Records provided START

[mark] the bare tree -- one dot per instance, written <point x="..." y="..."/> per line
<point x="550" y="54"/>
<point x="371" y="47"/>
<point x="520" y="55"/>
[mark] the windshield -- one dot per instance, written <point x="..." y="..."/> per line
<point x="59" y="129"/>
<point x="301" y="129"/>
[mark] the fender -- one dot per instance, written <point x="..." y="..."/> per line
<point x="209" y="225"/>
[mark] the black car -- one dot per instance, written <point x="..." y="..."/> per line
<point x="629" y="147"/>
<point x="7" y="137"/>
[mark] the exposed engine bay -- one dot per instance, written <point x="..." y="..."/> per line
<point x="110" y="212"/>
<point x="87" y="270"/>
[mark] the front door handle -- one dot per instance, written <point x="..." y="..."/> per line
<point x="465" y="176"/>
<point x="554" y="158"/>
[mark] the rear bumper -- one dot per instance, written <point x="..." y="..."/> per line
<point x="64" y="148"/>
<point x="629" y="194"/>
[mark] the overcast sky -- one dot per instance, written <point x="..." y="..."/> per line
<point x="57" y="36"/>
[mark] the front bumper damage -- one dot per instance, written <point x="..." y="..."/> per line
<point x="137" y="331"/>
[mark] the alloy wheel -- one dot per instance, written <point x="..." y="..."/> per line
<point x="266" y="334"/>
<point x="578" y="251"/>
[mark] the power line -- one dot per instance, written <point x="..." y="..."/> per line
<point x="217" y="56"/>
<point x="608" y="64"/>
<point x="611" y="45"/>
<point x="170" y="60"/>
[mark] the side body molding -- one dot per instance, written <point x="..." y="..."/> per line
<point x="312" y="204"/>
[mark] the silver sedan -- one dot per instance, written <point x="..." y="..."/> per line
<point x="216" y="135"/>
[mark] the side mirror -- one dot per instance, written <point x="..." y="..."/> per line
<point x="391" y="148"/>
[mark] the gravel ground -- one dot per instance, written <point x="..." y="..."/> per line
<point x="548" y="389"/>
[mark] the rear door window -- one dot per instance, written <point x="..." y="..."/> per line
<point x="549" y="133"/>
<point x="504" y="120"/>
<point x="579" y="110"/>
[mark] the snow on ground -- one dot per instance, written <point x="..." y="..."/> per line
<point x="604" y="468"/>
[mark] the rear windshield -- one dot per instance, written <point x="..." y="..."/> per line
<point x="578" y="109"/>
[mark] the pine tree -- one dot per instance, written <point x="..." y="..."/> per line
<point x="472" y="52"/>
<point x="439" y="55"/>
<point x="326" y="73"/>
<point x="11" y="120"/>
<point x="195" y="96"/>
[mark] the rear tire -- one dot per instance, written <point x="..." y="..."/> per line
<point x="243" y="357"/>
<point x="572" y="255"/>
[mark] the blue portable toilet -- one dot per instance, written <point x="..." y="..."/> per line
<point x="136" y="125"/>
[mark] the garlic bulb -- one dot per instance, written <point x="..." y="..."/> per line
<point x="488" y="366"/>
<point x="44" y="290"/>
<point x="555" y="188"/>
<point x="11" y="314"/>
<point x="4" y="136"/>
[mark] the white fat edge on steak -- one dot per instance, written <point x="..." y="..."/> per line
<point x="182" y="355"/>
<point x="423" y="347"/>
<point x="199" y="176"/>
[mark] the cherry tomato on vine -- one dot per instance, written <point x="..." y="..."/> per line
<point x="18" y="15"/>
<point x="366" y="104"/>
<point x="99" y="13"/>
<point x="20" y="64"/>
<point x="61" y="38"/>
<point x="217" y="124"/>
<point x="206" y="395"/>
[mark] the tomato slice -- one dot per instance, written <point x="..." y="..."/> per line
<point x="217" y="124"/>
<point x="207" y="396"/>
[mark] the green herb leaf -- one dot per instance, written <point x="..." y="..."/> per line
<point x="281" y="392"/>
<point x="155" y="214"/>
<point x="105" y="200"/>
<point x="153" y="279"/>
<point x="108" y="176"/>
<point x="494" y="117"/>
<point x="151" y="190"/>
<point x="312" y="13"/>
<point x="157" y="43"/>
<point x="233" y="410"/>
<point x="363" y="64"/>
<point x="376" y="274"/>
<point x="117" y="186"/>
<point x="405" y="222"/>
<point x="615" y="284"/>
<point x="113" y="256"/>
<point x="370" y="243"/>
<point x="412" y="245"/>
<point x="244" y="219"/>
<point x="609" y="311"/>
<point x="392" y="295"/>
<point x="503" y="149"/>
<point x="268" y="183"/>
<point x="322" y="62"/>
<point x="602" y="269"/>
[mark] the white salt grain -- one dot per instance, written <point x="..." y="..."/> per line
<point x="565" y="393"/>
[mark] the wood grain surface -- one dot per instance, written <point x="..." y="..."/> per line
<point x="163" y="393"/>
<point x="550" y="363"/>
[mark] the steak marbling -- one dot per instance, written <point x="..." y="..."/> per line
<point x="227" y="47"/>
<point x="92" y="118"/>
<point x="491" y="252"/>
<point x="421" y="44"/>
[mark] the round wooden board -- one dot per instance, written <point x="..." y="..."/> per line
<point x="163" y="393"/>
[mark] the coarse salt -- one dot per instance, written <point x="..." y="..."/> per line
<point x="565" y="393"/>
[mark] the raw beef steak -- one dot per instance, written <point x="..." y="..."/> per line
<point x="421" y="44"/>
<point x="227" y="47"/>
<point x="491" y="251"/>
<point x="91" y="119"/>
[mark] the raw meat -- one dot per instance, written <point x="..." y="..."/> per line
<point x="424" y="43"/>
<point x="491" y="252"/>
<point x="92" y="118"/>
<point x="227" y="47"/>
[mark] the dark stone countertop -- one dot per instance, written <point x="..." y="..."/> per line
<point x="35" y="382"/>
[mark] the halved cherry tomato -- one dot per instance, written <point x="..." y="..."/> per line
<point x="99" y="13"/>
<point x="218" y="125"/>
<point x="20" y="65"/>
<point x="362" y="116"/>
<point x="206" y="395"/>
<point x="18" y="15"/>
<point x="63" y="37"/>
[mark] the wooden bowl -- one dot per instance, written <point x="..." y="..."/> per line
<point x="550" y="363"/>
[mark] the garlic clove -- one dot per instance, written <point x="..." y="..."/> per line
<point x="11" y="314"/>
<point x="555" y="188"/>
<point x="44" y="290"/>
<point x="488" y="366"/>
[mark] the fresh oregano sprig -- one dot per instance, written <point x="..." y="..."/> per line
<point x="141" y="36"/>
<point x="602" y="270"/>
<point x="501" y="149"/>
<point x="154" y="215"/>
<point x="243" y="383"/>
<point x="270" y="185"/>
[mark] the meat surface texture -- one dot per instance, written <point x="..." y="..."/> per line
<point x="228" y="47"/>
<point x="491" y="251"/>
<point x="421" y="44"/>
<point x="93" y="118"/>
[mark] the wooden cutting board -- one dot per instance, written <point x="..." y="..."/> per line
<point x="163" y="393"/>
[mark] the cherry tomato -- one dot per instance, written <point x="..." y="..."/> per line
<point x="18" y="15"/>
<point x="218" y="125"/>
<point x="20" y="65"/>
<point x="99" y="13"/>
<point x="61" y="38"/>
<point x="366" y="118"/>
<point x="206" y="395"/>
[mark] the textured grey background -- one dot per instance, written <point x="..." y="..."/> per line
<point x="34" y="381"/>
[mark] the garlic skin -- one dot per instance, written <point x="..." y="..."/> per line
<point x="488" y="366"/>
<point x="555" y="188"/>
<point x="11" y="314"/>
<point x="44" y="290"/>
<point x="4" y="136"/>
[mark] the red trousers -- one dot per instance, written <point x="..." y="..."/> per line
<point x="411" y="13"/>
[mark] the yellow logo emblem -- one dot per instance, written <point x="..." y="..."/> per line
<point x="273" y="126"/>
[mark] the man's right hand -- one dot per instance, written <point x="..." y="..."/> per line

Records provided END

▸ **What you should do**
All the data is to be copied over exactly as it stands.

▸ **Answer**
[mark] the bare tree -- one dot per instance, written <point x="..." y="..."/> per line
<point x="550" y="54"/>
<point x="371" y="47"/>
<point x="520" y="55"/>
[mark] the windshield -- one dot per instance, written <point x="..." y="..."/> per line
<point x="59" y="129"/>
<point x="301" y="129"/>
[mark] the fender -- one dot per instance, written <point x="..." y="..."/> per line
<point x="209" y="225"/>
[mark] the black car -- one dot per instance, written <point x="..." y="..."/> per line
<point x="629" y="147"/>
<point x="7" y="137"/>
[mark] the exposed engine bay -- one dot per instance, written <point x="..." y="..."/> per line
<point x="110" y="212"/>
<point x="87" y="270"/>
[mark] the front door handle -- one dot per instance, written <point x="..." y="..."/> per line
<point x="465" y="176"/>
<point x="554" y="158"/>
[mark] the rear bumper -- one dot per instance, written <point x="..." y="..."/> per line
<point x="64" y="148"/>
<point x="629" y="194"/>
[mark] the overcast sky -- one dot per instance, written <point x="..." y="..."/> per line
<point x="57" y="36"/>
[mark] the front bumper damage -- one dot per instance, written <point x="..." y="..."/> per line
<point x="137" y="331"/>
[mark] the alloy wheel -- one dot per instance, written <point x="..." y="..."/> per line
<point x="266" y="334"/>
<point x="578" y="251"/>
[mark] the power line -- one dot per instance, written <point x="..." y="..."/> per line
<point x="217" y="56"/>
<point x="608" y="64"/>
<point x="611" y="45"/>
<point x="170" y="60"/>
[mark] the side body molding -- one dot per instance, written <point x="..." y="..."/> per line
<point x="312" y="204"/>
[mark] the silver sedan -- one dot per instance, written <point x="..." y="..."/> per line
<point x="216" y="135"/>
[mark] the side mirror -- one dot per instance, written <point x="..." y="..."/> per line
<point x="391" y="148"/>
[mark] the gravel ground -- one dot per instance, written <point x="..." y="..."/> per line
<point x="548" y="389"/>
[mark] the rear door window -- one dot per instance, written <point x="..." y="..."/> per line
<point x="549" y="133"/>
<point x="504" y="120"/>
<point x="579" y="110"/>
[mark] the snow on ground -- one dot per instance, written <point x="..." y="..."/> per line
<point x="604" y="468"/>
[mark] the rear windshield -- one dot per instance, written <point x="..." y="..."/> per line
<point x="578" y="109"/>
[mark] the pine tree -- one dot per instance, written <point x="..." y="..."/> per line
<point x="472" y="52"/>
<point x="439" y="55"/>
<point x="326" y="73"/>
<point x="11" y="120"/>
<point x="195" y="96"/>
[mark] the rear tire -- one dot per instance, written <point x="..." y="..."/> per line
<point x="243" y="357"/>
<point x="572" y="255"/>
[mark] the blue portable toilet -- one dot per instance, written <point x="..." y="..."/> per line
<point x="136" y="125"/>
[mark] the garlic bulb -- one dot per instance, written <point x="..." y="..."/> per line
<point x="488" y="366"/>
<point x="44" y="290"/>
<point x="555" y="188"/>
<point x="11" y="314"/>
<point x="4" y="136"/>
[mark] the white fat edge on steak -- one dot per instance, written <point x="..." y="..."/> per line
<point x="182" y="355"/>
<point x="423" y="347"/>
<point x="199" y="176"/>
[mark] the cherry tomato on vine -- one dot per instance, written <point x="..." y="..."/> per line
<point x="18" y="15"/>
<point x="366" y="104"/>
<point x="99" y="13"/>
<point x="20" y="64"/>
<point x="61" y="38"/>
<point x="217" y="124"/>
<point x="206" y="395"/>
[mark] the tomato slice -- one dot per instance, written <point x="..." y="..."/> per line
<point x="217" y="124"/>
<point x="207" y="396"/>
[mark] the green herb leaf -- one dot per instance, written <point x="..." y="..."/> per line
<point x="281" y="392"/>
<point x="155" y="214"/>
<point x="105" y="200"/>
<point x="153" y="279"/>
<point x="108" y="176"/>
<point x="494" y="117"/>
<point x="151" y="190"/>
<point x="312" y="13"/>
<point x="157" y="43"/>
<point x="233" y="410"/>
<point x="363" y="64"/>
<point x="376" y="274"/>
<point x="117" y="186"/>
<point x="405" y="222"/>
<point x="615" y="284"/>
<point x="113" y="256"/>
<point x="370" y="243"/>
<point x="412" y="245"/>
<point x="244" y="219"/>
<point x="609" y="311"/>
<point x="392" y="295"/>
<point x="503" y="149"/>
<point x="268" y="183"/>
<point x="322" y="62"/>
<point x="602" y="269"/>
[mark] the white salt grain -- one dot per instance, written <point x="..." y="..."/> per line
<point x="565" y="393"/>
[mark] the wood grain surface -- one dot per instance, written <point x="..." y="..."/> per line
<point x="163" y="393"/>
<point x="550" y="363"/>
[mark] the steak marbling -- one dot per instance, written <point x="..." y="..."/> per line
<point x="227" y="47"/>
<point x="92" y="118"/>
<point x="491" y="252"/>
<point x="421" y="44"/>
[mark] the round wooden board -- one dot per instance, written <point x="..." y="..."/> per line
<point x="163" y="393"/>
[mark] the coarse salt -- one dot per instance, written <point x="..." y="..."/> per line
<point x="565" y="393"/>
[mark] the raw beef steak -- one dot per instance, written <point x="..." y="..."/> per line
<point x="421" y="44"/>
<point x="227" y="47"/>
<point x="491" y="251"/>
<point x="91" y="119"/>
[mark] the raw meat -- one dot per instance, written <point x="..." y="..."/> per line
<point x="424" y="43"/>
<point x="491" y="252"/>
<point x="92" y="118"/>
<point x="227" y="47"/>
[mark] the dark stone countertop -- one dot per instance, written <point x="..." y="..."/> per line
<point x="35" y="382"/>
[mark] the halved cherry tomato -- one dot per instance, written <point x="..." y="..."/> per line
<point x="99" y="13"/>
<point x="218" y="125"/>
<point x="20" y="65"/>
<point x="362" y="116"/>
<point x="206" y="395"/>
<point x="18" y="15"/>
<point x="63" y="37"/>
[mark] the wooden bowl -- one dot per instance, written <point x="..." y="..."/> per line
<point x="550" y="363"/>
[mark] the garlic clove -- one dot per instance, written <point x="..." y="..."/> per line
<point x="11" y="314"/>
<point x="555" y="188"/>
<point x="44" y="290"/>
<point x="488" y="366"/>
[mark] the fresh oregano sprig -- one dot per instance, written <point x="..." y="..."/> per line
<point x="141" y="36"/>
<point x="602" y="270"/>
<point x="501" y="149"/>
<point x="154" y="215"/>
<point x="243" y="383"/>
<point x="270" y="185"/>
[mark] the meat surface texture -- one dot per instance, written <point x="..." y="..."/> per line
<point x="228" y="47"/>
<point x="491" y="251"/>
<point x="421" y="44"/>
<point x="93" y="118"/>
[mark] the wooden cutting board -- one dot per instance, written <point x="..." y="..."/> per line
<point x="163" y="393"/>
[mark] the cherry tomato -- one dot per instance, written <point x="..." y="..."/> per line
<point x="18" y="15"/>
<point x="218" y="125"/>
<point x="20" y="65"/>
<point x="99" y="13"/>
<point x="61" y="38"/>
<point x="366" y="118"/>
<point x="206" y="395"/>
[mark] the textured grey background -- one dot per instance, written <point x="..." y="..."/> per line
<point x="34" y="381"/>
[mark] the garlic skin -- one dot per instance, written <point x="..." y="..."/> per line
<point x="488" y="366"/>
<point x="555" y="188"/>
<point x="11" y="314"/>
<point x="44" y="290"/>
<point x="4" y="136"/>
[mark] the red trousers -- one dot per instance, written <point x="..." y="..."/> per line
<point x="411" y="13"/>
[mark] the yellow logo emblem -- one dot per instance, written <point x="..." y="..."/> per line
<point x="273" y="126"/>
[mark] the man's right hand -- one dot per instance, written <point x="..." y="..."/> per line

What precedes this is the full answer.